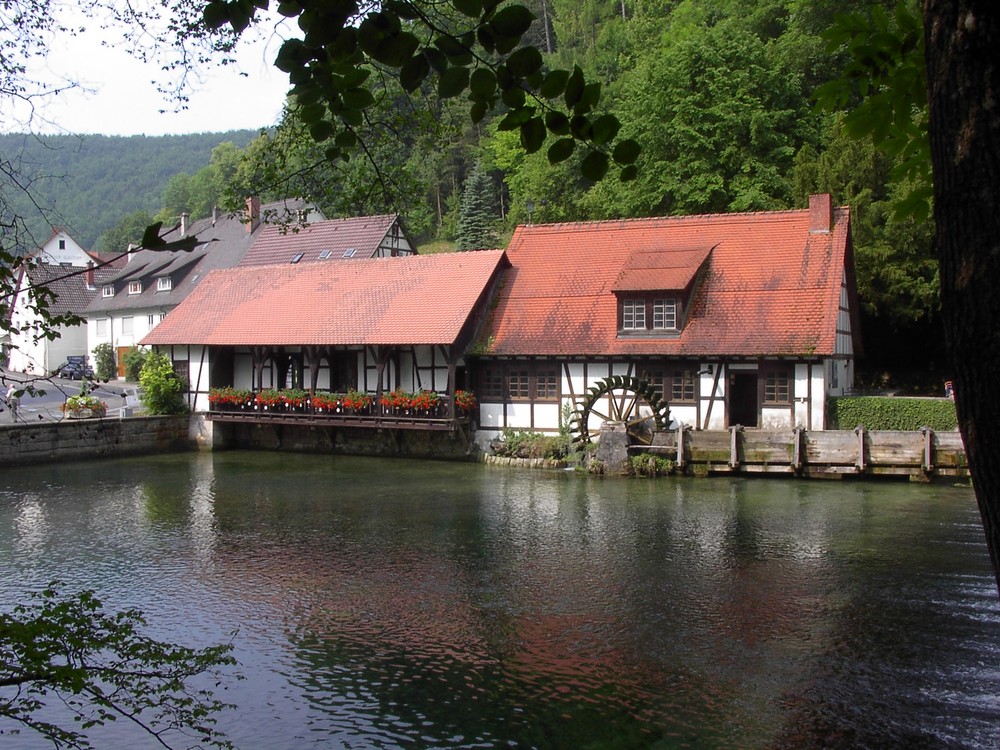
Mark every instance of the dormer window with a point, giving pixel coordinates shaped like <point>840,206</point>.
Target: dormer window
<point>639,315</point>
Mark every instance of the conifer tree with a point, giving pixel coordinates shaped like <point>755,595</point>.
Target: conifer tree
<point>478,215</point>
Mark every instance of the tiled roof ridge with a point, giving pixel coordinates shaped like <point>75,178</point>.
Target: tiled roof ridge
<point>714,218</point>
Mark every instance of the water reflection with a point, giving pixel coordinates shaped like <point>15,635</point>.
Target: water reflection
<point>394,604</point>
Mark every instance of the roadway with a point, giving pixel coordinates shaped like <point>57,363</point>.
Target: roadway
<point>44,404</point>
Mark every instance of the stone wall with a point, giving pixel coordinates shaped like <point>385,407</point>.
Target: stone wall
<point>74,439</point>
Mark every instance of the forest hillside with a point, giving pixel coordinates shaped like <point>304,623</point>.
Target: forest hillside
<point>86,184</point>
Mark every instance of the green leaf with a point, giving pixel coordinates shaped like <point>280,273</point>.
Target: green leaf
<point>594,166</point>
<point>557,123</point>
<point>604,129</point>
<point>216,14</point>
<point>554,84</point>
<point>626,152</point>
<point>453,82</point>
<point>533,134</point>
<point>524,62</point>
<point>561,150</point>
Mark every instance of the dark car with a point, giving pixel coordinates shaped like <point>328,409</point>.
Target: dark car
<point>75,371</point>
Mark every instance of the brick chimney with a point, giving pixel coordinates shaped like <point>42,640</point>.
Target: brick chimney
<point>253,213</point>
<point>820,213</point>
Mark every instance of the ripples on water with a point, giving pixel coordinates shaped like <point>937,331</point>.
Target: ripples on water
<point>392,604</point>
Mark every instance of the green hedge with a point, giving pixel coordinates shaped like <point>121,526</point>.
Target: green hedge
<point>891,413</point>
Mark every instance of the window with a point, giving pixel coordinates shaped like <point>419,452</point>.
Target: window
<point>634,314</point>
<point>778,386</point>
<point>682,385</point>
<point>519,385</point>
<point>665,314</point>
<point>491,388</point>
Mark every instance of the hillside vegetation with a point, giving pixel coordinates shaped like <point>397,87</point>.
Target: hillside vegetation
<point>87,183</point>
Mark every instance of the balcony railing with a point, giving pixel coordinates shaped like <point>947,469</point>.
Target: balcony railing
<point>431,412</point>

- [Problem details]
Quote the rows above word for word, from the start of the rows down to the line that contains "<point>86,184</point>", including that line. Leave the pictures out of your answer.

- [The reply]
Mark every instance of the dormer window with a point, giving pixel coordinates shaped like <point>840,206</point>.
Target: dormer window
<point>639,315</point>
Mark every instance of the conifer tree with a point, giving pixel coordinates shaped like <point>755,595</point>.
Target: conifer tree
<point>478,215</point>
Mark every instance of the tiled roof ridge with a point, giving pixel coordinates shaped like <point>75,178</point>.
Target: tiled roof ridge
<point>714,218</point>
Mark every instance of the water reflection with a point, giving pixel coordinates shaped like <point>15,635</point>.
Target: water reflection
<point>394,604</point>
Mark every instance of the roadway with a point, giving pixel coordinates shaped like <point>57,363</point>.
Target: roadway
<point>44,404</point>
Mark every instance of the stone wall with a point, giving pixel coordinates shaped like <point>385,407</point>.
Target: stone wall
<point>74,439</point>
Mark every instance of the forest hillside with a point, giving pixel coordinates shaped like <point>304,623</point>.
Target: forest hillside
<point>86,184</point>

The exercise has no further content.